## WHAT TO DO
1 - In the excerpt on health care in Imore, why did the Eletu of Imore build a private clinic there? Answer in one to three sentences.
2 - Continue the excerpt on health care in Imore from its last sentence.

## EXCERPT

Worried about the absence of facilities, one of the community leaders, the Eletu of Imore, built a private clinic there. Imore has two private clinics and has not recorded any case of a pregnant woman dying while crossing the river for medical attention.
He said Imore settlers mostly cross the water to hospitals at Ajeronmi Ifelodun Local Council and the Mother and Child Centre in FESTAC.
He added that with the traffic snarl on the road, a journey that should take two hours from the terminal, sometimes take the entire day for.
The Eletu of Imore regretted that some residents of Imore still use TBAs, adding that most people patronise nurses even as the TBAs usually call the nurses for help when there are complications.
He called on the state government to provide a standard hospital for the island.
“Whenever our wives get pregnant, we usually take them to hospitals in Ojo, Eko, and Badagry. This happens through water transportation. Sometimes, they give birth in the boat,” Tajudeen lamented.

## SUPPLIED ENTRIES
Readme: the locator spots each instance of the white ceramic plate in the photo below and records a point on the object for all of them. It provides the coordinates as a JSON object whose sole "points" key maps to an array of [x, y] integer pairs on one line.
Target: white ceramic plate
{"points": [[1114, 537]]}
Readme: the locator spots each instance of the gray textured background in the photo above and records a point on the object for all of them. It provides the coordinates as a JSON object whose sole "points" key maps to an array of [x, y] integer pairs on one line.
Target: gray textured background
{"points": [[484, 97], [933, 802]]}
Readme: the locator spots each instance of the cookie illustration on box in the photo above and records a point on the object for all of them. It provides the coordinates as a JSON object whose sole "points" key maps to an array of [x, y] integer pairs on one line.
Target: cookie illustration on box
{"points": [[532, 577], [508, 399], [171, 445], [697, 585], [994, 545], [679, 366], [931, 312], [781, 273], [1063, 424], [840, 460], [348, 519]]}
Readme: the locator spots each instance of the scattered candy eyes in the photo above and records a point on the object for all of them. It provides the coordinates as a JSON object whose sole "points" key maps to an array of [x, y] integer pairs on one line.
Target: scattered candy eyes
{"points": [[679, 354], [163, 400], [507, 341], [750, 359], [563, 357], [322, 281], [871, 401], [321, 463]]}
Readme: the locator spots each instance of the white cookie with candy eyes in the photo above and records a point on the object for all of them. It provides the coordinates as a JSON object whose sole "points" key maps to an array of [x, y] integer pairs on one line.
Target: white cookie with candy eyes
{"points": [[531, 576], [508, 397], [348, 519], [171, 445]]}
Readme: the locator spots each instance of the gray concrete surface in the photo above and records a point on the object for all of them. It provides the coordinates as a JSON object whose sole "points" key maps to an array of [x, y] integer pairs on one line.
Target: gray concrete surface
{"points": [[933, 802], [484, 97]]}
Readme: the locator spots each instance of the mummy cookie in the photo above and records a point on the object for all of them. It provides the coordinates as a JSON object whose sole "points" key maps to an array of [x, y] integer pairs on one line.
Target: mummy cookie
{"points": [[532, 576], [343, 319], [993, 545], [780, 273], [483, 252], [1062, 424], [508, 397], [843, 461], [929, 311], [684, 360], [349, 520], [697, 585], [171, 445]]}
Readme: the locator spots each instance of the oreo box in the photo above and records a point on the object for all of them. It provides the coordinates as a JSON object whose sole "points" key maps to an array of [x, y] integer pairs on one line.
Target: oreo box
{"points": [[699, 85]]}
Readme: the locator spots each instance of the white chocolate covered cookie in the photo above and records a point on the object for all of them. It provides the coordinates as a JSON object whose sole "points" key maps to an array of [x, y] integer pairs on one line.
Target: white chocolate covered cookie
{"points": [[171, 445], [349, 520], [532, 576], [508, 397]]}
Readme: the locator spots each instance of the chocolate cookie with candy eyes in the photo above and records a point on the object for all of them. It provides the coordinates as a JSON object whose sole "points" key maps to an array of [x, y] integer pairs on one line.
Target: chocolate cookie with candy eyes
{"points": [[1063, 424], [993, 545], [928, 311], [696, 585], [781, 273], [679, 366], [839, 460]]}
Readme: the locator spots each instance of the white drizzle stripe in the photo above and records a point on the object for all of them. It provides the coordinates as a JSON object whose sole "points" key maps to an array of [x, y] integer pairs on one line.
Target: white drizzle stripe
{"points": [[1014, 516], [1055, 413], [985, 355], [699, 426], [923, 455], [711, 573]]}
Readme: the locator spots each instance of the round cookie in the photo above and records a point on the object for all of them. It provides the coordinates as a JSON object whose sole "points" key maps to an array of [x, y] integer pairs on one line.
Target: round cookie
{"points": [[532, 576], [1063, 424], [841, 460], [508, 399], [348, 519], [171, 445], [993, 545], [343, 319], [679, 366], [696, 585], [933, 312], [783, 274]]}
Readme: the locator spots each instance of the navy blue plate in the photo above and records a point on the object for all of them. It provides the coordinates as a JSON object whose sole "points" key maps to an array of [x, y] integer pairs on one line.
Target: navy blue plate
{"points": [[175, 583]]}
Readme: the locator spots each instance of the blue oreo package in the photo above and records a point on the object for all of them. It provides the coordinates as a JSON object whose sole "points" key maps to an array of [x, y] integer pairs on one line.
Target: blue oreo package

## EXPECTED RESPONSES
1 - He built it because he was worried about the absence of facilities in Imore.

2 -
Even when they give birth in the boat, we just take both mother and child to the clinic for medical attention. We usually have a lot to deal with. But thank God for not allowing it to be more than what we can handle. Sometimes when the wind meets passengers at sea, it usually leads to boats capsizing.
“Again those steering the boats are from this Snake Island and they are knowledgeable about water. So, when they see the weather, they can foretell if it would be favourable to embark on the trip. So, they take precautions whenever there is wind and we have a water guard at the jetty to rescue such people. We haven’t experienced any mishaps this year, but last year, we experienced some. All the 10 passengers involved in those few accidents didn’t drown. They were all rescued,” the Eletu explained.
He said that residents of Imore visit the Ibeshe clinic quite often for immunisation. “They usually close by 4 p.m, but we have some people that we do call on the phone directly during emergencies,” he added.
Hasan Abisoye, who hails from Ilashe, said that there is no hospital in the community. So, people in the community go to neighbouring communities like Imore and Ibeshe for healthcare needs.
“At Imore, there are nurses who sell drugs. So, those are the people our wives give birth in their care, or with a woman called Mama Alagbo, while for immunisation, we go to Ibeshe every two or three weeks,” he said.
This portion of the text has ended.